* start Items *
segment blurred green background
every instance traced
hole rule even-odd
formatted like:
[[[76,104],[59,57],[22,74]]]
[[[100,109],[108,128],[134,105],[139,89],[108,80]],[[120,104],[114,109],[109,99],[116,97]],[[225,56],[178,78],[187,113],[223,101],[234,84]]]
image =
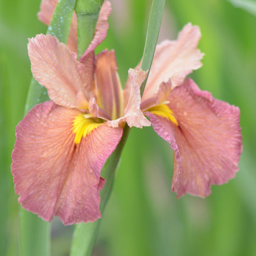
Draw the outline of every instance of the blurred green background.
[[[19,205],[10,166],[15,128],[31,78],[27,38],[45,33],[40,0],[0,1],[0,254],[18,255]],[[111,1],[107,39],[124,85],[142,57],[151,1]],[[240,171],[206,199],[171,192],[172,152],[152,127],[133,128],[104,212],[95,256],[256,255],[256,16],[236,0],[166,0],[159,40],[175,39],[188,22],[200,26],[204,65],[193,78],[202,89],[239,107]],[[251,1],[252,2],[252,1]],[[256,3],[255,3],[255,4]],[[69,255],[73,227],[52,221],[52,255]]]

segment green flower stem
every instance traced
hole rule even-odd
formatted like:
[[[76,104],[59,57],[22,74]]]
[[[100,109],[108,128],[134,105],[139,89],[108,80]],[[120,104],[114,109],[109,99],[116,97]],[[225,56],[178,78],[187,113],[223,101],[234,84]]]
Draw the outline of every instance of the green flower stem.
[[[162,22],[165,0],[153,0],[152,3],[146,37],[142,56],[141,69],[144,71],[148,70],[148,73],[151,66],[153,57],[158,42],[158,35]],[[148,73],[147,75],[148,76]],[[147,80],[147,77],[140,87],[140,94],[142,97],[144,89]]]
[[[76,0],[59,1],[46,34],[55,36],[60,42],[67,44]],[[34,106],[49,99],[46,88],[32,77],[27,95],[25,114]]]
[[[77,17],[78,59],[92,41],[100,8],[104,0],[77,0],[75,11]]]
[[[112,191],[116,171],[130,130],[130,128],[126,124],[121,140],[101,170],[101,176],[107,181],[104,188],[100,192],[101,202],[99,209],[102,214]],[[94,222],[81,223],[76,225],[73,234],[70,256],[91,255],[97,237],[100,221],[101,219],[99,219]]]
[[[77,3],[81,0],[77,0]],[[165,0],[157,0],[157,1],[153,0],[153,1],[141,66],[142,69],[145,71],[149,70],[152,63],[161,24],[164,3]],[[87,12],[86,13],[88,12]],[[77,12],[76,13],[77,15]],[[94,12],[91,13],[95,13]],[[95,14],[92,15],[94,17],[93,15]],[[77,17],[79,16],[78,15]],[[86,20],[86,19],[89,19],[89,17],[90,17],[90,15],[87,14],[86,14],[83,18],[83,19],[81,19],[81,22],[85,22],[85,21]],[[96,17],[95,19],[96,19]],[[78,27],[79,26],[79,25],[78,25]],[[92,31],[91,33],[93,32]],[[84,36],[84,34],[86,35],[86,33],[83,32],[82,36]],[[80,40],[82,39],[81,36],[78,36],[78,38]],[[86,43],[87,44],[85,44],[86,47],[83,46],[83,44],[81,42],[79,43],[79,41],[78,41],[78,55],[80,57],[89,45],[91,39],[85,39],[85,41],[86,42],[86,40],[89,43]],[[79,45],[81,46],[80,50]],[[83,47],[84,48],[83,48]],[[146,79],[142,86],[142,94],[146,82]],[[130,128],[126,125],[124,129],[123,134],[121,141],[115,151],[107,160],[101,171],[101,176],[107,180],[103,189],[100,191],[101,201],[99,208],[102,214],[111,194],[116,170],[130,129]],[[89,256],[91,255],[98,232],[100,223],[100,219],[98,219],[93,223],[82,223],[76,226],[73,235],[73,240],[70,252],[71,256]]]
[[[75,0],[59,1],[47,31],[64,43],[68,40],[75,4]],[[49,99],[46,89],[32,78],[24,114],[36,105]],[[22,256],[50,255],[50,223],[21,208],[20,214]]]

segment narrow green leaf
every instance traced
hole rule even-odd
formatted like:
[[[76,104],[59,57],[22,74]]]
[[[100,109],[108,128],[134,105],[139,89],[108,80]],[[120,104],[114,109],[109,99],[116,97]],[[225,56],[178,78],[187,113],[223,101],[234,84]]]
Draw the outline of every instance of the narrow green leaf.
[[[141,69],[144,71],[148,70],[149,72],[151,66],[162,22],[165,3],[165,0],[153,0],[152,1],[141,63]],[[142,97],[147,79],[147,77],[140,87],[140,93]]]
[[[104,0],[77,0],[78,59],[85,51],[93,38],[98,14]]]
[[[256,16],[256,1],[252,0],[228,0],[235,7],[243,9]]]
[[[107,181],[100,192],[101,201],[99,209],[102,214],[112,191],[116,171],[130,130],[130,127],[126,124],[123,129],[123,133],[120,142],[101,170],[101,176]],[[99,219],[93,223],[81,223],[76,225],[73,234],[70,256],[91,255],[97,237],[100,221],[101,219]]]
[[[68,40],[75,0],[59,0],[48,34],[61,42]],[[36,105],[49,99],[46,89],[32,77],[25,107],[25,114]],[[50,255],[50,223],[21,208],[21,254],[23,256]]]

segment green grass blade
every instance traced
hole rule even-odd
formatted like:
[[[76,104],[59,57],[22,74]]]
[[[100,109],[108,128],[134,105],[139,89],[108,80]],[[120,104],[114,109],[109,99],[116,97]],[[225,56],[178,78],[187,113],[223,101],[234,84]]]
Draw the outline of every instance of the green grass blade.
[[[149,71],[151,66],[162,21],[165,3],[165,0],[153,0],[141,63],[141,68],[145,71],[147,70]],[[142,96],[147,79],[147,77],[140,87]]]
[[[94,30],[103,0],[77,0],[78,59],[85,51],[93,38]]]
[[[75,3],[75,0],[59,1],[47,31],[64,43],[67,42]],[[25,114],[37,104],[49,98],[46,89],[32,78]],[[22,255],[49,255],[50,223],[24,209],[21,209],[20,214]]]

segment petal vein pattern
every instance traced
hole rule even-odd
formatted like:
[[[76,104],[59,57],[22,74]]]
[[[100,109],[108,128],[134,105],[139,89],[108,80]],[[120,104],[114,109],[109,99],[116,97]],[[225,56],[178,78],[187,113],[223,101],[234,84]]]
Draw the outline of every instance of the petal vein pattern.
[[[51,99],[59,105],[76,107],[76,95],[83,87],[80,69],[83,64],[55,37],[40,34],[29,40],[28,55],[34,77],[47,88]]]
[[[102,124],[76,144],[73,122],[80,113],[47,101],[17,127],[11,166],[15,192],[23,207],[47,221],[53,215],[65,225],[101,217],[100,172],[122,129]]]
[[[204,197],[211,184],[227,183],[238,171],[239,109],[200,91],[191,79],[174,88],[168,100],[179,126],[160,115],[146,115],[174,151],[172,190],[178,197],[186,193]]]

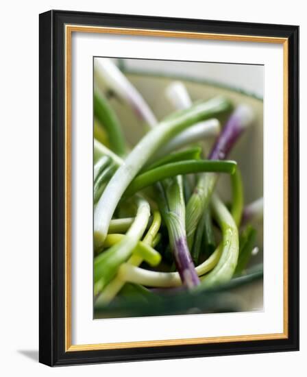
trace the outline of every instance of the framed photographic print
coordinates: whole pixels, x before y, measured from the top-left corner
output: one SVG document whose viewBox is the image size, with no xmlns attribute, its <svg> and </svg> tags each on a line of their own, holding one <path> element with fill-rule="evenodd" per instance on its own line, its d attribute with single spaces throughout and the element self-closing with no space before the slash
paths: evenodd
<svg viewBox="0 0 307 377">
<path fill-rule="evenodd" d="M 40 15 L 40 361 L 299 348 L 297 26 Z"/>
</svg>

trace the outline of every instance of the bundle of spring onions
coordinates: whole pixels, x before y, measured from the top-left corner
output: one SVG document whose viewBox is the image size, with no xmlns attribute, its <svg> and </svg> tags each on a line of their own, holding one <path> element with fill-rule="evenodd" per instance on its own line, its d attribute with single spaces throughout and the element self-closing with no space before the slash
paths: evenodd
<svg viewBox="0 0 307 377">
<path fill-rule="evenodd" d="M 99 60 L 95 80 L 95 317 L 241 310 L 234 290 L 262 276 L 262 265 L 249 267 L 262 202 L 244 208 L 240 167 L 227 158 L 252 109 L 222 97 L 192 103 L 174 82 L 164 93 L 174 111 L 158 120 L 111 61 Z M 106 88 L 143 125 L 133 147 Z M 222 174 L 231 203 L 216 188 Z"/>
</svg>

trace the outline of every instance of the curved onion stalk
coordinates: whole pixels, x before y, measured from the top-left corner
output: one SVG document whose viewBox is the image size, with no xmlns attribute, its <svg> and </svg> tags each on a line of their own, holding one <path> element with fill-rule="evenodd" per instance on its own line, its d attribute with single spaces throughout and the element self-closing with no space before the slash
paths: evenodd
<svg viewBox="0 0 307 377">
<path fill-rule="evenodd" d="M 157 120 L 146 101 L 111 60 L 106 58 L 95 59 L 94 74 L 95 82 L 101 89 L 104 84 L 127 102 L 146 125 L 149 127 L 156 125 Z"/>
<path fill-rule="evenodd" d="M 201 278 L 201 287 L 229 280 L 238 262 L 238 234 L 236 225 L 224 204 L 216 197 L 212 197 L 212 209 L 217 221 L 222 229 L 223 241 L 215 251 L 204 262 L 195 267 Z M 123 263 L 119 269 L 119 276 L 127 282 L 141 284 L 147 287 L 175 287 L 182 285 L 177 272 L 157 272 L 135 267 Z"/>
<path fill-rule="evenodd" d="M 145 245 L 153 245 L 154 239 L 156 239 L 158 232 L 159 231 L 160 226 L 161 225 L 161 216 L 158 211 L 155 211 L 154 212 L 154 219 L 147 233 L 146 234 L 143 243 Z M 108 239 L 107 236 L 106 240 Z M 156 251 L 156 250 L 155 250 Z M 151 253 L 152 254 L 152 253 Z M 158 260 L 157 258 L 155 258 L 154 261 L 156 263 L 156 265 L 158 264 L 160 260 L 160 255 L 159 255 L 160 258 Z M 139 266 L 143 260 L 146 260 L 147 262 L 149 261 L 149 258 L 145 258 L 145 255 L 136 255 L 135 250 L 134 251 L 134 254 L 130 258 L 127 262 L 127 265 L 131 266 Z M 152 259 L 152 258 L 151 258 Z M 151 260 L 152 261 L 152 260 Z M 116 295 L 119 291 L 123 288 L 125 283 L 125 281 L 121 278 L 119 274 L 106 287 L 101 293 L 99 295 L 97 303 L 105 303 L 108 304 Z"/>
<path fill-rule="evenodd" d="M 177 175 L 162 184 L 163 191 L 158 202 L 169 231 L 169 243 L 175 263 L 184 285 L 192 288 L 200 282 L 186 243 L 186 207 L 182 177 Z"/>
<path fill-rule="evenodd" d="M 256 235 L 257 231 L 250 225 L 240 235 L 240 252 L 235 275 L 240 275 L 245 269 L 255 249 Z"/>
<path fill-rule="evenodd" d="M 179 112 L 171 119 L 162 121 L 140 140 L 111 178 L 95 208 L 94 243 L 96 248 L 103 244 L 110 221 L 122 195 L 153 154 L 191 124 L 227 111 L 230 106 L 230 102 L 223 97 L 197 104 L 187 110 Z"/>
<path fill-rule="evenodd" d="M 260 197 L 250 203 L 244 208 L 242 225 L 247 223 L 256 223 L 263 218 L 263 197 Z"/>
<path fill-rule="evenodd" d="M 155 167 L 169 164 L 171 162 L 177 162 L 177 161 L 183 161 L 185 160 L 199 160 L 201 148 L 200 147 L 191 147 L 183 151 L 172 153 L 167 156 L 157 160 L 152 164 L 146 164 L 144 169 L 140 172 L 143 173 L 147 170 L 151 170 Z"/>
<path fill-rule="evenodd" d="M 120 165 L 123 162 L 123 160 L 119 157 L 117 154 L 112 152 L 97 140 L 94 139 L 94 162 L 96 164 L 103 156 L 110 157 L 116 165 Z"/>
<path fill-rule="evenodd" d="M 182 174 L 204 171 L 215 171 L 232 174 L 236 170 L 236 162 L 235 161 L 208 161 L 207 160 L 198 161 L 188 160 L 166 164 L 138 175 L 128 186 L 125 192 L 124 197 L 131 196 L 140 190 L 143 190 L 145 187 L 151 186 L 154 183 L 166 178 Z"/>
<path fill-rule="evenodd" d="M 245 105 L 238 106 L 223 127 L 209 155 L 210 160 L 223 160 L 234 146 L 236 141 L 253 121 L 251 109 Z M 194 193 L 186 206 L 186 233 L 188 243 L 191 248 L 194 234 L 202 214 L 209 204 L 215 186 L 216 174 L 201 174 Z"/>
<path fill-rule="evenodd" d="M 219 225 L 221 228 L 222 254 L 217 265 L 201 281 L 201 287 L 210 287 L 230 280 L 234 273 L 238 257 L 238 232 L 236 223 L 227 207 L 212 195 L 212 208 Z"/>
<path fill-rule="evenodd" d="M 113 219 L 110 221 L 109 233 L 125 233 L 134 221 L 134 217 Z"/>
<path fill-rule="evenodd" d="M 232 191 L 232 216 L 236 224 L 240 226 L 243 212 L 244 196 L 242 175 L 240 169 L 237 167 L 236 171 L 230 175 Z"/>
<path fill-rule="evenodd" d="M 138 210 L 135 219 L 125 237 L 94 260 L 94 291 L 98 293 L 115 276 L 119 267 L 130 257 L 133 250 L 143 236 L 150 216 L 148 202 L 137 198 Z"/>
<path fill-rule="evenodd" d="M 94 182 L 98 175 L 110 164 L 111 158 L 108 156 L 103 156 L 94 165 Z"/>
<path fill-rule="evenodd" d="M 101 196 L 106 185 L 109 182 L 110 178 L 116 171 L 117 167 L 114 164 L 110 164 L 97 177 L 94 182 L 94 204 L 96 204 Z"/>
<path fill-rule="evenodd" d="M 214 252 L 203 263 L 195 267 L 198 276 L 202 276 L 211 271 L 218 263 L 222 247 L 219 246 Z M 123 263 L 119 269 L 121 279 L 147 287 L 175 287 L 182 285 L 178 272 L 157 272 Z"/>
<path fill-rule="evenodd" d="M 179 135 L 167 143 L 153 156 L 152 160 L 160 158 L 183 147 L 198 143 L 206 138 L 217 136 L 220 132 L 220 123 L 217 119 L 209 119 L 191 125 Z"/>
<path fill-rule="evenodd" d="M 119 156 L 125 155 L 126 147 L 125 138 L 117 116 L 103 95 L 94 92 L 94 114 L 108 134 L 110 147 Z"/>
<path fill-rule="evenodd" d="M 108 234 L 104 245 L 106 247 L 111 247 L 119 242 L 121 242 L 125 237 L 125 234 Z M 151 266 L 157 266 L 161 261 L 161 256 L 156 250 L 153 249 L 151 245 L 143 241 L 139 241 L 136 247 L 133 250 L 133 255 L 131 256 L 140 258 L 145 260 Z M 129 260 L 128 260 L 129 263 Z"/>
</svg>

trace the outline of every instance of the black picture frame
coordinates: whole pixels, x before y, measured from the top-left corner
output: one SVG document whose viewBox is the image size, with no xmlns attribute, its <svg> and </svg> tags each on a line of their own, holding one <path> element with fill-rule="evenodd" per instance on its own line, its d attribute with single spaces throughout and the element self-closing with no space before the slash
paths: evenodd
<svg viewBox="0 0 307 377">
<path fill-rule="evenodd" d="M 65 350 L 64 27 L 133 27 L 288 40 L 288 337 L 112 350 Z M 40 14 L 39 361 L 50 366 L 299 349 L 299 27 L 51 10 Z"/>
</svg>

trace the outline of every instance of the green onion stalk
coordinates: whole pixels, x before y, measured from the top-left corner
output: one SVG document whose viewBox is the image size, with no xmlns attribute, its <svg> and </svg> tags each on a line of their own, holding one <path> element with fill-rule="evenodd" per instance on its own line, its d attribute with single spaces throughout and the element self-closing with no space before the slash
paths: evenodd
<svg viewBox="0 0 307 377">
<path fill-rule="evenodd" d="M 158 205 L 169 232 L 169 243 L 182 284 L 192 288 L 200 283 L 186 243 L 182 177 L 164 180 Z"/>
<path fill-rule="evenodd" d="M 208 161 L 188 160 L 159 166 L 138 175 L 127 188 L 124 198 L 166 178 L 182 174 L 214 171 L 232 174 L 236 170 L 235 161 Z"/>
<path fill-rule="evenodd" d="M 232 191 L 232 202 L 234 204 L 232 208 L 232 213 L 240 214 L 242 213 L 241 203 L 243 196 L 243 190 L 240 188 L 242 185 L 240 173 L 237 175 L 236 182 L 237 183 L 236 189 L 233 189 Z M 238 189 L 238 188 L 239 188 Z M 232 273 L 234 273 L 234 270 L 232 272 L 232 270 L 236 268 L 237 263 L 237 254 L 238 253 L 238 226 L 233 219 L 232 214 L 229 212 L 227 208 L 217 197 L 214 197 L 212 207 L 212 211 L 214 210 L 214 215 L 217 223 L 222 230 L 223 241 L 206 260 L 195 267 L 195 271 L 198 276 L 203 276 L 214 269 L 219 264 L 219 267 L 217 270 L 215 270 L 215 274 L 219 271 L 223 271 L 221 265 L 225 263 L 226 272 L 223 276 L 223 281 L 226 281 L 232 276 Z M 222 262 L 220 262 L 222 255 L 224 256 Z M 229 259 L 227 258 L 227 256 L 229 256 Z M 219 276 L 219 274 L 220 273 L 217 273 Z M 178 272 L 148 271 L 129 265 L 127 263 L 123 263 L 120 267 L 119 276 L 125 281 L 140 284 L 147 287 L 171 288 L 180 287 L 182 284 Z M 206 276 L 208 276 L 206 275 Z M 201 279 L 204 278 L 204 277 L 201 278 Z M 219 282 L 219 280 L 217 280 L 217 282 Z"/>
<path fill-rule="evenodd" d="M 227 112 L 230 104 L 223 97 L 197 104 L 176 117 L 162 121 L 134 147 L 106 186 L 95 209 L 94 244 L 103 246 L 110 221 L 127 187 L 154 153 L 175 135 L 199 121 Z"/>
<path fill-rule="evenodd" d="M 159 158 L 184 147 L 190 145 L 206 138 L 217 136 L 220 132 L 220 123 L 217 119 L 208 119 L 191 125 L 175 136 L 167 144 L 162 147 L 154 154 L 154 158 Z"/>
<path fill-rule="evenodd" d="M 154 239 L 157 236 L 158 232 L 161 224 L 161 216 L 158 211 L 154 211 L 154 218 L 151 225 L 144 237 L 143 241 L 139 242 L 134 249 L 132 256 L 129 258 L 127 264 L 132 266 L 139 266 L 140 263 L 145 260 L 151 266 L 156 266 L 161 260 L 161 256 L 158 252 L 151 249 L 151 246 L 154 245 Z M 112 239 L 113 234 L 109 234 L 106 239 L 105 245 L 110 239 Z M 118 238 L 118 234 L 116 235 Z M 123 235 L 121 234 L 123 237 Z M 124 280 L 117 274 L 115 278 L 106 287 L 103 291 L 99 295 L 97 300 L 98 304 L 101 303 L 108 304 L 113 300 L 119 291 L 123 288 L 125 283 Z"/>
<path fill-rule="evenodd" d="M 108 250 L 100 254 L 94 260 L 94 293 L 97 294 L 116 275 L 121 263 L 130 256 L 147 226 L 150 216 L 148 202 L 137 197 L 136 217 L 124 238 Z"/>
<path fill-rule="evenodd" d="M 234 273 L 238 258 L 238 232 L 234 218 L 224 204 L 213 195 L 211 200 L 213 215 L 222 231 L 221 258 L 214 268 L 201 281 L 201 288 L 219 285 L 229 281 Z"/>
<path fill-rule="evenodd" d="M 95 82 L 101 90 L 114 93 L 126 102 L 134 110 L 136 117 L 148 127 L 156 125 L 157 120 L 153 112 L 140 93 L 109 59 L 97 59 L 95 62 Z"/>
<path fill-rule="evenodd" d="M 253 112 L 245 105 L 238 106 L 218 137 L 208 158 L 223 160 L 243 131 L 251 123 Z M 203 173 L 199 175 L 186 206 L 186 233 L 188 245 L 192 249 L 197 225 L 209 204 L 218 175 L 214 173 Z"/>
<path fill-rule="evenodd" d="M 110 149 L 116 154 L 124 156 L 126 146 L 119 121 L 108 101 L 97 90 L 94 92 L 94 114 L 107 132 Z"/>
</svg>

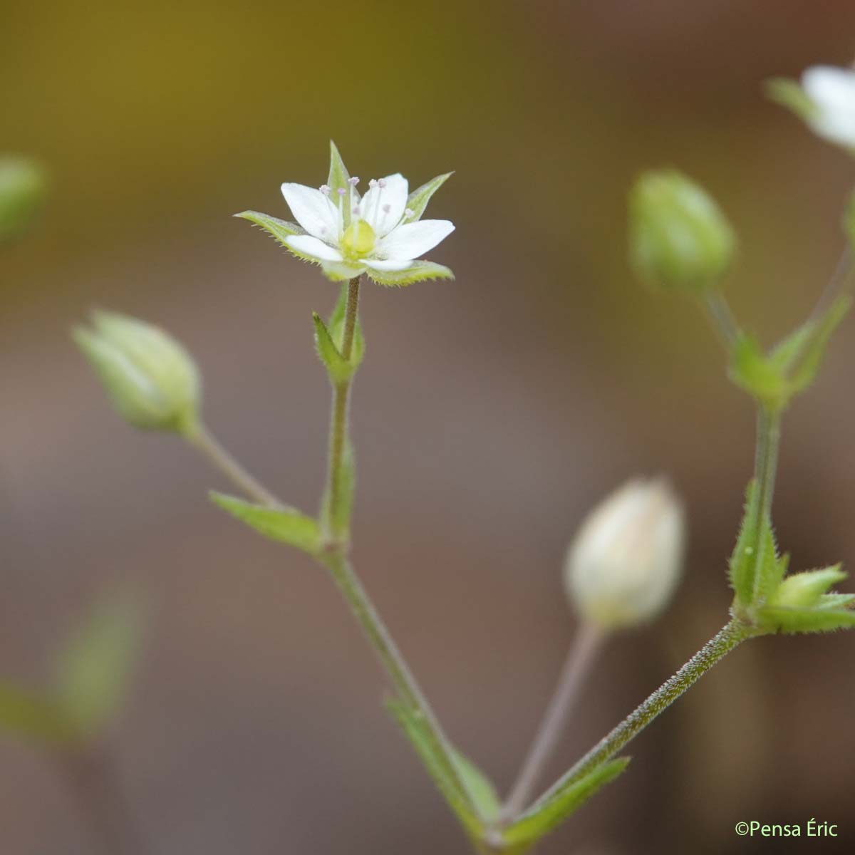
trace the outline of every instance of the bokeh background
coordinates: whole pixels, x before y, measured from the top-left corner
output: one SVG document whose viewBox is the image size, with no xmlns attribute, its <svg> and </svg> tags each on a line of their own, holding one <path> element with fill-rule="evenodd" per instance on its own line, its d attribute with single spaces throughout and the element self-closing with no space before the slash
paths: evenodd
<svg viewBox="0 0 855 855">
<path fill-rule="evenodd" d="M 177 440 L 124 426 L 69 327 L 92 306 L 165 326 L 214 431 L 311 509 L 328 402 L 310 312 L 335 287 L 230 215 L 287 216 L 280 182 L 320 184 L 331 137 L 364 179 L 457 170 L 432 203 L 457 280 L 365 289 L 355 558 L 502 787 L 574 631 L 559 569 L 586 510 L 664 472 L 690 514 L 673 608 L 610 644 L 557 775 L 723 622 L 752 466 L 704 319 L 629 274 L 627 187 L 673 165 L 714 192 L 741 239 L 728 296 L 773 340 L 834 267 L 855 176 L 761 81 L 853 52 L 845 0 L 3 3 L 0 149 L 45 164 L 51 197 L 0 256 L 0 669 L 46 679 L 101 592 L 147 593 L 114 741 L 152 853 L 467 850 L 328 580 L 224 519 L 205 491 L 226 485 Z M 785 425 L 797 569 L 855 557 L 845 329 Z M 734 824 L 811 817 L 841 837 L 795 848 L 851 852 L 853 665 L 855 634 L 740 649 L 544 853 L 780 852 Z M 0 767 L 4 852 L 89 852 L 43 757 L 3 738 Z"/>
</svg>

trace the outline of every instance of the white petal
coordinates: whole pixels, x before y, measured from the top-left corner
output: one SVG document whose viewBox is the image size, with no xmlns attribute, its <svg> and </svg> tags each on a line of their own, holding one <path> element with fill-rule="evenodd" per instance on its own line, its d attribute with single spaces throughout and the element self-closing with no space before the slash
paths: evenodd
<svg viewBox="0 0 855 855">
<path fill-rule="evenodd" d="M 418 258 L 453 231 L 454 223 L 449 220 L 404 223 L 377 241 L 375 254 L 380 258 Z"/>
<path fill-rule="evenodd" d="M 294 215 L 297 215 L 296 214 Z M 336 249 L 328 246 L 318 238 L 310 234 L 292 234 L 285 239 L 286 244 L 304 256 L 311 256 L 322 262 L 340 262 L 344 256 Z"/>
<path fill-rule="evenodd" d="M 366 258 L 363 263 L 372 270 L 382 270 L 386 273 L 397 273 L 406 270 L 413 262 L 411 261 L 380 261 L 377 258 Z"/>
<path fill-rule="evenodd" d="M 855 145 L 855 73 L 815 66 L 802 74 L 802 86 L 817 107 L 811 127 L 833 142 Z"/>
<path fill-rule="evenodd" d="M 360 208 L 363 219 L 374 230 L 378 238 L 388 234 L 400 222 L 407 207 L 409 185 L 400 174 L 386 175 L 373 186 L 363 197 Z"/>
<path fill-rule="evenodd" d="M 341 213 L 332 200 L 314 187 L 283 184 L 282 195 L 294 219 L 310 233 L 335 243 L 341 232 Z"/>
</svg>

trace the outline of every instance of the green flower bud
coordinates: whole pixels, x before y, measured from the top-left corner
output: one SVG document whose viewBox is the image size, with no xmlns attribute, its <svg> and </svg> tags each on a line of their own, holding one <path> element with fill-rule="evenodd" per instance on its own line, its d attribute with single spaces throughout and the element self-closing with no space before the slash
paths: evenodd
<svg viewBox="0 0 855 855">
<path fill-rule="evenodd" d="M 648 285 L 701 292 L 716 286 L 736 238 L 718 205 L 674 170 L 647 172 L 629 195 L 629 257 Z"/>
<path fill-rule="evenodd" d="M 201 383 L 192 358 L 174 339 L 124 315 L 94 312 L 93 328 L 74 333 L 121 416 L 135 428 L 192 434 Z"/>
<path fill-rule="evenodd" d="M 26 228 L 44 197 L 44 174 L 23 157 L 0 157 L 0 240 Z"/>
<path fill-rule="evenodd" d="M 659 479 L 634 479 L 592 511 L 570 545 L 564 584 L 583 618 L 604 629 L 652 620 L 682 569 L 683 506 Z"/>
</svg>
* end Items *
From the line containing "trace the outline of every instance of the green flower" down to the final line of the data, write out every line exactly; both the first and last of these belong in your answer, and nothing else does.

Finished exercise:
trace the outline of every instance of the green flower bud
coordinates: whole pixels, x before y, measured from the top-left corner
output: one SVG document whose viewBox is the image size, with no xmlns attribute, its <svg> and </svg> tags each on a line of their own, holding one <path> element with fill-rule="evenodd" per instance on its own line, its d attribute with single spaces throughout and the element self-closing with no space before the slash
paths: evenodd
<svg viewBox="0 0 855 855">
<path fill-rule="evenodd" d="M 648 285 L 701 292 L 716 286 L 736 238 L 718 205 L 674 170 L 647 172 L 629 195 L 629 257 Z"/>
<path fill-rule="evenodd" d="M 201 383 L 192 358 L 174 339 L 124 315 L 94 312 L 93 328 L 74 333 L 121 416 L 135 428 L 192 434 Z"/>
<path fill-rule="evenodd" d="M 26 228 L 44 197 L 44 174 L 23 157 L 0 157 L 0 240 Z"/>
<path fill-rule="evenodd" d="M 659 479 L 634 479 L 592 511 L 570 545 L 564 584 L 583 618 L 604 629 L 652 620 L 682 569 L 683 506 Z"/>
</svg>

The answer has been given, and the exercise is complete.